## Provided passage
The findings indicate that on a basic level, military base pay for both Officers is 100-109% of the median of civilian sector and Other Ranks is between 107 and 118% of the median. Interestingly when wider packages are taken into account, Officer pay falls to between 79-100% of the median. What the work suggests is that at present the military receive a pay award which compares very well with the wider public and private sector, although it does note that as the economy recovers, this may change.
The overall suggestion is that the Armed Forces enjoy a very good level of pay and reward relative to most professions (particularly for junior entrants), and it is only at the highest levels when this starts to fall behind. Such data is revealing as it weakens the case for a substantial payrise and undermines the argument of ‘poorly paid troops’ – as we move to a post HERRICK world, the reality is that even the most junior private will be earning roughly £18000 per year as a starting salary, which compares favourably to many other roles. One suspects that this work in future will play an important part in determining the size of pay awards – it is important that a situation is never again reached where the Military Salary is vastly behind its public and private sector peers (as in the late 1970s), but equally the UK has to avoid creating a situation where the military is an unaffordable force.
|World Class comes with a large price tag to boot..|
The report notes that the total cost of providing a 1% pay rise plus some allowance changes is over £80 million this year. This is worth remembering when people call for large wage increases, or increases to the headcount of the military – the current UK military is an extremely expensive beast to run and the only way large headcount increases could be sustained (e.g. manning an Army of 100,000 for the long term) is through either salary cuts or substantial equipment cuts elsewhere.
More broadly the report has some fascinating observations on the state of manning within some very niche, but utterly critical areas. For instance, there is some information on the seemingly parlous state of manning for the Strategic Weapon System operators (e.g. Trident) specialisation, particularly at the Senior Rate level, noting that at some critical areas, a 13% manpower outflow is forecast for this year. This shows once again the importance of retention at critical levels – you can recruit as much as you would like at entry level, but unless you can offer a sustained level of manpower, the ability to support crucial tasks like the nuclear deterrent is at risk. Similarly, looking at the level of manning in the diving branches, its clear that while recruiting targets are being achieved for new entrants, there are significant gaps further in the system – e.g. the Army is currently 43% under manned for its divers liability.
Another interesting point to note is the growing need to look again at the ethnic demography of the Armed Forces, which according to the report suggests that only 3% of the Armed Forces are made up from Black & Minority Ethnic (BME) groups at present. This is a worryingly low figure, particularly when the report also notes that within a few years, the BME group will represent nearly 25% of the target population for recruitment. How the Military is able to get a message across to encourage increased recruitment from this large pool is critical – encouraging a military which not only reflects the society it defends, but also is able to fully recruit from its available manpower pool is going to be a real challenge. It is absolutely vital that as society changes, the Armed Forces reflect and remain relevant to that society as a whole.

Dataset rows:

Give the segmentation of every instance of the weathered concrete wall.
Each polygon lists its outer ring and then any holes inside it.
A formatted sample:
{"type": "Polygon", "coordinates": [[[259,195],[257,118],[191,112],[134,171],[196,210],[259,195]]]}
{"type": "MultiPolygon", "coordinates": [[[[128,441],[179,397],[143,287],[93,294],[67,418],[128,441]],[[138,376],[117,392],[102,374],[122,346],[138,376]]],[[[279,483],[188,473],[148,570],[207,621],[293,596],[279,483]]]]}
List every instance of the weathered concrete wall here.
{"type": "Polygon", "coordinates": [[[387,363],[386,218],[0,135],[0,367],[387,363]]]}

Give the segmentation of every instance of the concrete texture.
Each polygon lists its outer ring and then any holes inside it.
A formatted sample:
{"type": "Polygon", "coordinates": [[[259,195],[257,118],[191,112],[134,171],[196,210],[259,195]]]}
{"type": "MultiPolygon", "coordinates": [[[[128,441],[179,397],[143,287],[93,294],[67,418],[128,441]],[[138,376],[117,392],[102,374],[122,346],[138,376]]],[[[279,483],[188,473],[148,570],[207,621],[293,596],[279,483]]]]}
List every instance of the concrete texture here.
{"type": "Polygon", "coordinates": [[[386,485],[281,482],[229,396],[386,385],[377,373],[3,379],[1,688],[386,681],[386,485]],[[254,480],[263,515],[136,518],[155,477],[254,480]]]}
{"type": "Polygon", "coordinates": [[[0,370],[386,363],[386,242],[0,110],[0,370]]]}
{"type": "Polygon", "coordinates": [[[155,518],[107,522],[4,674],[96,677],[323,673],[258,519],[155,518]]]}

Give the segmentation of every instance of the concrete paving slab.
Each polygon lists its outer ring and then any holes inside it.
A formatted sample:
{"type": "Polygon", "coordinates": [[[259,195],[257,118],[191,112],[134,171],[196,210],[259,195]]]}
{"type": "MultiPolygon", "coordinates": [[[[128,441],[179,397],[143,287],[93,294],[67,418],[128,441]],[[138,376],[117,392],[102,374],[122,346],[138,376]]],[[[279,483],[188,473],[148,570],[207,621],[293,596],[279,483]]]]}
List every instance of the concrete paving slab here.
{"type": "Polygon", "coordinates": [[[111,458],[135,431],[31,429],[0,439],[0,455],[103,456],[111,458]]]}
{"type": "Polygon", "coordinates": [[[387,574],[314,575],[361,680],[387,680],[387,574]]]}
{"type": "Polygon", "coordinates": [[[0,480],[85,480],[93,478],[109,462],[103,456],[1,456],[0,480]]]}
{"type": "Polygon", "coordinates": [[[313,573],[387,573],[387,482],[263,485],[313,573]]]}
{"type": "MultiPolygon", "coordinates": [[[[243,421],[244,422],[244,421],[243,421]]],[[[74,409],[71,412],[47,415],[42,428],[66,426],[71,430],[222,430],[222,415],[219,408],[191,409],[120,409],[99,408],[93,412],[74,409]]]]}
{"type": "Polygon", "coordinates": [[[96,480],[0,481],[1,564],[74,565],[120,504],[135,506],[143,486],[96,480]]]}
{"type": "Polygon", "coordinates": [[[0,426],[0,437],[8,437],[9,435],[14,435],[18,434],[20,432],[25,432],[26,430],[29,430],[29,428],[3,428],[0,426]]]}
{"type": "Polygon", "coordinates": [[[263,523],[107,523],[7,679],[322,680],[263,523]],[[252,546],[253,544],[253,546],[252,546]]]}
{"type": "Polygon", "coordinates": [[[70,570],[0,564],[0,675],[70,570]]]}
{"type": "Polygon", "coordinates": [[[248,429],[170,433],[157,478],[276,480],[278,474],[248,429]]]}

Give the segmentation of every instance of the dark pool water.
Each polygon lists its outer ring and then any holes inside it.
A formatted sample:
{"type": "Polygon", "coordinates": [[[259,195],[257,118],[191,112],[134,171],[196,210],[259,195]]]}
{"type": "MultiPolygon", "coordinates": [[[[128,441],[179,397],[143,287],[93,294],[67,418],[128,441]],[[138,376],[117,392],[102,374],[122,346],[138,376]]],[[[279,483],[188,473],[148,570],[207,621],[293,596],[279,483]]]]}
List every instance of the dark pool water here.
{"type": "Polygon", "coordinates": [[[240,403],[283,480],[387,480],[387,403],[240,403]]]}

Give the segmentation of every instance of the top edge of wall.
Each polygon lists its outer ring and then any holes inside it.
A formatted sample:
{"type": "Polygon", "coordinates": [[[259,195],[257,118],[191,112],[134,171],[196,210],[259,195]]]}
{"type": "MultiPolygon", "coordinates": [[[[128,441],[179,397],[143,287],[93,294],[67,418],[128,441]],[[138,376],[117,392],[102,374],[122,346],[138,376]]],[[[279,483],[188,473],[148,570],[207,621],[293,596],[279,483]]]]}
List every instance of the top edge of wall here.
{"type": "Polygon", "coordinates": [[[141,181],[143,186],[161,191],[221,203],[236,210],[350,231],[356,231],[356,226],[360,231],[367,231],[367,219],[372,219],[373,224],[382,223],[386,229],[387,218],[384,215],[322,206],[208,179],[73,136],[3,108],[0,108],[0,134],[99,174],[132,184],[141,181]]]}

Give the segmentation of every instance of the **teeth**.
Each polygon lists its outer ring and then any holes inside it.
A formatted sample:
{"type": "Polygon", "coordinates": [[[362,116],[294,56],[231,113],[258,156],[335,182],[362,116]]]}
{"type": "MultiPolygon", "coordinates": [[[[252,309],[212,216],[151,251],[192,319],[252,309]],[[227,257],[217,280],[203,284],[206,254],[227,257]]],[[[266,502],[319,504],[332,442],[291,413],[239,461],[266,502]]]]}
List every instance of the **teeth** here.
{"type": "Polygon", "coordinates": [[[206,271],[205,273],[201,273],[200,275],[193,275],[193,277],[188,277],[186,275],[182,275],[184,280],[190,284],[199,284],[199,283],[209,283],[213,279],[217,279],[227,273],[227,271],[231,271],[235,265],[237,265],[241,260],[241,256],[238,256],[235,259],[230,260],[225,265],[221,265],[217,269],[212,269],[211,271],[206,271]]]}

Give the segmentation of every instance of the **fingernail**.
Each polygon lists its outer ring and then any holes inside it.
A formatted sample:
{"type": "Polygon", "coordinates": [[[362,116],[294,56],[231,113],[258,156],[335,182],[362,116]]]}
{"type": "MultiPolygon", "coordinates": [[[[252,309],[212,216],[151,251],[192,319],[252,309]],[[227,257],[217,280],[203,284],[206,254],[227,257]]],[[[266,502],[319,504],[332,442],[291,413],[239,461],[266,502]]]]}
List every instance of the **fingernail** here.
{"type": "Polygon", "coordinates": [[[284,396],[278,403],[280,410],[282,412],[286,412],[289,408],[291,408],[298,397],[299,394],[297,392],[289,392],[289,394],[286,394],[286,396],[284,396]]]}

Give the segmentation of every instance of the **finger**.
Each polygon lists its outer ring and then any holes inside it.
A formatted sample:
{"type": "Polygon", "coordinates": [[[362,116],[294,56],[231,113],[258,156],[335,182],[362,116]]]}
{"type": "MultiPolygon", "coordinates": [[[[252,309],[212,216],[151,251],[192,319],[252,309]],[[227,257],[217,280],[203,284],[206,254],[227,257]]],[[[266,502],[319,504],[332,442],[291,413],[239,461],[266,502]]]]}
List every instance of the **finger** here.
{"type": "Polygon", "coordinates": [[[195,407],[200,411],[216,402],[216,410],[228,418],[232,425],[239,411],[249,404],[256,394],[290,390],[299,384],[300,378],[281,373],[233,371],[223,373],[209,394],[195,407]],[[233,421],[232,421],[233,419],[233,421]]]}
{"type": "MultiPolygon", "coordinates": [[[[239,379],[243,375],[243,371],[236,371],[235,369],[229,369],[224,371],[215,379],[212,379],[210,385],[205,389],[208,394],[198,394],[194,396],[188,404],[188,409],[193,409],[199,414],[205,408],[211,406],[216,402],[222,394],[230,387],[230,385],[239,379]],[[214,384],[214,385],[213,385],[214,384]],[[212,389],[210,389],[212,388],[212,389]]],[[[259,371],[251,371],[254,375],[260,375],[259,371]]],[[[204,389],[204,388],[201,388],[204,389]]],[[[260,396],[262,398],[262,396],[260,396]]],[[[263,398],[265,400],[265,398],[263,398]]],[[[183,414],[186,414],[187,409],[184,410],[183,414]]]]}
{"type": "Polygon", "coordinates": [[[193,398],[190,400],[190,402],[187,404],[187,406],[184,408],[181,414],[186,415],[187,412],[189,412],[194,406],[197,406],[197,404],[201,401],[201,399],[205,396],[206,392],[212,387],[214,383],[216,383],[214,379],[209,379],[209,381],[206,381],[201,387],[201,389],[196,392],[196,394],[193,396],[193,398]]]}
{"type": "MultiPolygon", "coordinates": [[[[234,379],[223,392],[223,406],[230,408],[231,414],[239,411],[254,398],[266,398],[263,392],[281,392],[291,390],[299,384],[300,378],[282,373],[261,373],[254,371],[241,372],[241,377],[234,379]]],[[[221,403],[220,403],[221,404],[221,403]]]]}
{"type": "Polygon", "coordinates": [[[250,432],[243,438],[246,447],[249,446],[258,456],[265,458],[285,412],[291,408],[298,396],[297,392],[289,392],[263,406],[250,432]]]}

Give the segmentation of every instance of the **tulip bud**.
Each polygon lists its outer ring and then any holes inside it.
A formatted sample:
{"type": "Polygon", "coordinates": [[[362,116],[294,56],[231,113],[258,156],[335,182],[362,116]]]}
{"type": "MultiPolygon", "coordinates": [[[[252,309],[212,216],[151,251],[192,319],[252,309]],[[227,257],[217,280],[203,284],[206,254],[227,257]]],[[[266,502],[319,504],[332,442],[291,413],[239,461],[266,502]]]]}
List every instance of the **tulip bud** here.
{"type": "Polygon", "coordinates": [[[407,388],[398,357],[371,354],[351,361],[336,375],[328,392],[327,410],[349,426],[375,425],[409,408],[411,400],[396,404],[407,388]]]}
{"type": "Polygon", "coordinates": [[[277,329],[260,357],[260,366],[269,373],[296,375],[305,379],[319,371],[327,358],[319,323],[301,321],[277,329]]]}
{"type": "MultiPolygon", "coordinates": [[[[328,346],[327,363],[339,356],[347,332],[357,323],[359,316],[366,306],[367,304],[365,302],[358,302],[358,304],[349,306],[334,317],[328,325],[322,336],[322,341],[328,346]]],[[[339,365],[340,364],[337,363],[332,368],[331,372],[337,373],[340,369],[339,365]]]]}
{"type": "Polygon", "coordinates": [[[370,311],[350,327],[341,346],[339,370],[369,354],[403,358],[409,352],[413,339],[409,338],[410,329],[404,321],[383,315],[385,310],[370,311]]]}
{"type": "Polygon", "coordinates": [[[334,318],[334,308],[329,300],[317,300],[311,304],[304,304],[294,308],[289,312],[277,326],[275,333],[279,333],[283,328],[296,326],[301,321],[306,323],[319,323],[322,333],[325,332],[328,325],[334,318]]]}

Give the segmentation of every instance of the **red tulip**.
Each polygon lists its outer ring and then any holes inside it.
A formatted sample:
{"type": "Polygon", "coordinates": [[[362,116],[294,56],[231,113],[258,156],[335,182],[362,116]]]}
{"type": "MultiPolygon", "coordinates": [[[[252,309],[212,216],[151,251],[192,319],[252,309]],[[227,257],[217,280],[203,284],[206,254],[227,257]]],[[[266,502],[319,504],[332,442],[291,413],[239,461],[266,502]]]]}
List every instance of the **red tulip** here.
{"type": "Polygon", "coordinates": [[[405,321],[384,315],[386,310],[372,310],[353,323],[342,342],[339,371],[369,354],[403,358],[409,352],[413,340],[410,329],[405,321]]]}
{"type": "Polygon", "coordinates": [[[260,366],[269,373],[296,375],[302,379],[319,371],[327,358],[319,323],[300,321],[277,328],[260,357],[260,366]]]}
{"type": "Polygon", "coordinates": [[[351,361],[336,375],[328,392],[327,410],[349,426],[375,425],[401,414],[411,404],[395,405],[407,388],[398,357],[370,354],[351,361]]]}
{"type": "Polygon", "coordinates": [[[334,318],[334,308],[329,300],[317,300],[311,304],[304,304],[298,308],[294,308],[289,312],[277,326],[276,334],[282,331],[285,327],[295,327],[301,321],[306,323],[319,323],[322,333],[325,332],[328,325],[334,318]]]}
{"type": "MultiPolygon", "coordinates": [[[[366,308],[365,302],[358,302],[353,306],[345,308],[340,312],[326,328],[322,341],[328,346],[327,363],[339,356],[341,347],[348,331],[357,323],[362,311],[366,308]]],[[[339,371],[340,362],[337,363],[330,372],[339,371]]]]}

## To do
[1] Please swap "outer ring" for "exterior boundary" in the entries, beginning at the line that has "Give the segmentation of every instance of the **teeth**." and stopping after the line that has "List every instance of the **teeth** here.". Give those lines again with everything else unchanged.
[2] Continue the text on Armed Forces pay and manning, picking up after its final sentence.
The text and the entries are unrelated to each other.

## Exercise answers
[1]
Give the segmentation of every instance of the **teeth**.
Each polygon lists its exterior boundary and then any holes inside it.
A formatted sample:
{"type": "Polygon", "coordinates": [[[362,116],[294,56],[231,113],[258,156],[335,182],[362,116]]]}
{"type": "MultiPolygon", "coordinates": [[[[252,309],[212,216],[151,251],[192,319],[252,309]],[[227,257],[217,280],[203,284],[206,254],[227,257]]],[[[266,502],[319,504],[332,442],[291,413],[239,461],[266,502]]]]}
List every instance of the **teeth** here.

[2]
This is actually going to be a major challenge for the MOD over the next few years. Taking an organisation that has historically been an overwhelmingly white middle class group, and which will be located in a relatively small number of static locations which are not going to be in urban areas, and keeping it in the minds of a BME population which has not historically played a major role in the military is going to be a real issue. It will not be easy, but when one quarter of your recruiting pool comes from this group, it is vital that you get sufficient visibility and recruits from this pool, otherwise long term manning is simply going to be unsustainable.
The final comment of interest came from the experiences of the AFPRB visits to various sites around the UK, including Reserve units. Paragraph 2.4 notes:
“personnel told us that they thought recruiting the required number of new Reservists by 2018 would be a challenge and there was widespread scepticism about whether targets were achievable. ”
This sense of scepticism is in sharp contrast to the official assurances at higher level that the ambitious recruiting targets will be met. That there was seemingly such widespread doubt is slightly worrying – the Reserve is going to be hugely involved in trying to meet these targets, and if this doubt exists, then instilling a positive atmosphere of success will be difficult. Given the scale of the challenge ahead, a great deal of work will be needed to overcome these doubts and put the force in place.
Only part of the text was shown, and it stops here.